### Task
Which lines in the material contain the string "post", matching case exactly? Copy each of those lines.

[Records]
========
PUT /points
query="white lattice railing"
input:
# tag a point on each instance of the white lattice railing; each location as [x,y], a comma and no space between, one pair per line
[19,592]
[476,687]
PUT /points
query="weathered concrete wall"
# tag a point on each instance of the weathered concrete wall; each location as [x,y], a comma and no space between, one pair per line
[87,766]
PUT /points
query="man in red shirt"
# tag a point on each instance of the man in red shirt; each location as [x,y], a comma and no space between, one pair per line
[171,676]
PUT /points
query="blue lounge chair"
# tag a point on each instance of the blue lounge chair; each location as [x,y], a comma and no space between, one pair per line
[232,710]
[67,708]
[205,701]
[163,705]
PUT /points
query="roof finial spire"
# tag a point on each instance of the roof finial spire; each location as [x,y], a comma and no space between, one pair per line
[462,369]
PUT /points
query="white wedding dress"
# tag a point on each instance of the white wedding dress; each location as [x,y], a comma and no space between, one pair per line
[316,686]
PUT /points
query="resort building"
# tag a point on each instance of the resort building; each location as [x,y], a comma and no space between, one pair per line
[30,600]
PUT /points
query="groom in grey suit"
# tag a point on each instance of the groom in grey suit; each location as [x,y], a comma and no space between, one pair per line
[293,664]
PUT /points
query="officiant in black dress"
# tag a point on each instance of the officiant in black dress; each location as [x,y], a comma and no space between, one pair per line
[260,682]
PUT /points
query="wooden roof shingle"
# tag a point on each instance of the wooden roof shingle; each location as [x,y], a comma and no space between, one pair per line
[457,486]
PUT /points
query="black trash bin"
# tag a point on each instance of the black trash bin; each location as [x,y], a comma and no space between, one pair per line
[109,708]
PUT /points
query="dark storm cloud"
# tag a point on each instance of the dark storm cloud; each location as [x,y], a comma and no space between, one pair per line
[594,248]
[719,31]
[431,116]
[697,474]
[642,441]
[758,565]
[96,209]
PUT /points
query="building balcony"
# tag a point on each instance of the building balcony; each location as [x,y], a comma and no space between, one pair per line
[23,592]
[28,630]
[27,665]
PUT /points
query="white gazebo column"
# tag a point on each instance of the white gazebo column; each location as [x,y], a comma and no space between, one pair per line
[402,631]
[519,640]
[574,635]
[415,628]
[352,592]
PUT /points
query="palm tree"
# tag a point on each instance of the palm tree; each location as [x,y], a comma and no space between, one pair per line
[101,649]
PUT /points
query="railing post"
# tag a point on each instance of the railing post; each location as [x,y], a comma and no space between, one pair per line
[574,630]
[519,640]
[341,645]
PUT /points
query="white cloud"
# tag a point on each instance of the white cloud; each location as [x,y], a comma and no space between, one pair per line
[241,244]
========
### Exercise response
query="railing post"
# tag a point on each instance of the railing post; each location as [x,y], a comma and no space between, one pair per line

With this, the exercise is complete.